Nolan condescendingly lectures that "we should . . . never be afraid of . . . using science and facts to dictate important decisions." This is wonderful hypocrisy. The process that the Forest Service has commenced, and that Nolan is trying to stop, is laser-focused on facts and science. Nolan’s effort to stop the Forest Service environmental review process is an attempt to shut the public out of any discussion about whether copper mining should be allowed in the Boundary Waters watershed. This environmental review process includes an extensive (90-day) public comment period. Nolan is either incredibly ignorant, despite the many hours that the Campaign to Save the Boundary Waters has spent trying to educate him, or incredibly disingenuous. Nolan parrots the Twin Metals line that the only correct process is one that involves a specific mine plan. That is contrary to law and contrary to the science and history of sulfide-ore copper mining. The minerals withdrawal and environmental review process that the Forest Service and BLM have commenced is specifically authorized by the Federal Land Policy Management Act and the National Environmental Policy Act. It has been utilized many times before, including for example to prevent uranium mining around the Grand Canyon. A specific mine plan is irrelevant. The question is whether sulfide-ore mining, with its inevitable acid mine drainage and its unbroken history of pollution–Butte, Mount Polley, and on and on–should be allowed to threaten the BWCAW–a national treasure. Nolan’s phony claim that he deserves credit for the 1978 act is shameless. Bruce Vento, Don Fraser, and others did the real work. If Nolan loves the BWCAW so much, why is he willing to sell it out for a Chilean mining company? Rick can kiss goodbye to his dreams of the Governor's Mansion.

Friday, February 3, 2017
Snowshoe2

Look at recent events:

From the Executive decision on allowing removal of entire mountain tops to mine coal and also ZERO buffer along streams and waterways and no rehabilitation required after destroying a stream and its ecosystem required under the wording in his action.

From that you know for a fact if mining at the Twin mine site when ahead safeguards to prevent pollution and large scale changes to our ecosystems would be ignored.

Also with the U.S. EPA funds already slashed like 1 billion dollars and along with this agency other pollution control agencies, Dept. of Ag. have been under gag orders and told to remove controls on pollution and pesticide rulings.

When a agency finds something wrong they will not be able to enforce the ruling.

Wonder if bonding by Twin Mines would also be lifted so they don't have to cover pollution problems.

Were in trouble I think were entering a stage of anything goes with no safeguards or safeguards will be lifted as TWin Mines ask for them.

Twin Mines should not go forward.

Its ironic I know a few of Nolan's staff and they disagree with him.

Information shown:
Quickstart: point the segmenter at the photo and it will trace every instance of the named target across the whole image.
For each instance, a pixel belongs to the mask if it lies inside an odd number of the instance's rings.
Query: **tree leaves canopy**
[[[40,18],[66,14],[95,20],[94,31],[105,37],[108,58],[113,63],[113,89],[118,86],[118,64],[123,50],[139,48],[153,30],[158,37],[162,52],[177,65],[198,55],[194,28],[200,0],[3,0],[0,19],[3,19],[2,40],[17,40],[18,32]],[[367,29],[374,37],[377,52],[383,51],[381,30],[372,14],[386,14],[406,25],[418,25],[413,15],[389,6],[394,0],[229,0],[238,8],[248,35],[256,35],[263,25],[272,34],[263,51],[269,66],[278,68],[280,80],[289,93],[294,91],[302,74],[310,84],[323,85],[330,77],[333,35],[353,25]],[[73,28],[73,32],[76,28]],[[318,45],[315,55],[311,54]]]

Actions to take:
1 – Answer from the comments on Nolan and Boundary Waters mining:
(a) How long is the public comment period in the Forest Service environmental review process?
(b) What kind of mining near the Grand Canyon was this process used to prevent?
(c) What does the second commenter say about some of Nolan's staff?
2 – Rewrite the paragraph in the comments on Nolan and Boundary Waters mining that begins "Nolan condescendingly lectures" more briefly, keeping its main facts.
The material is not used in what is asked here.

Responses to the exercise:
1 –
(a) 90 days.
(b) Uranium mining.
(c) The commenter knows a few of them, and they disagree with him.

2 – Nolan says decisions should rest on science and facts, yet he is trying to stop a Forest Service review that is built on exactly that. Stopping it would shut the public out of deciding whether copper mining belongs in the Boundary Waters watershed, since the review includes a 90-day public comment period. Nolan is either ignorant or disingenuous, and he repeats the Twin Metals claim that only a specific mine plan counts. That claim goes against the law and against the record of sulfide-ore copper mining. The withdrawal and review by the Forest Service and BLM are authorized by the Federal Land Policy Management Act and the National Environmental Policy Act. The same process has been used before, for example to prevent uranium mining around the Grand Canyon. The real question is whether sulfide-ore mining, with its acid mine drainage and history of pollution at places like Butte and Mount Polley, should be allowed to threaten the BWCAW. Nolan's claim to credit for the 1978 act is false, because Bruce Vento, Don Fraser, and others did the work. The writer asks why Nolan would sell out the BWCAW for a Chilean mining company and says this ends his hopes for the Governor's Mansion.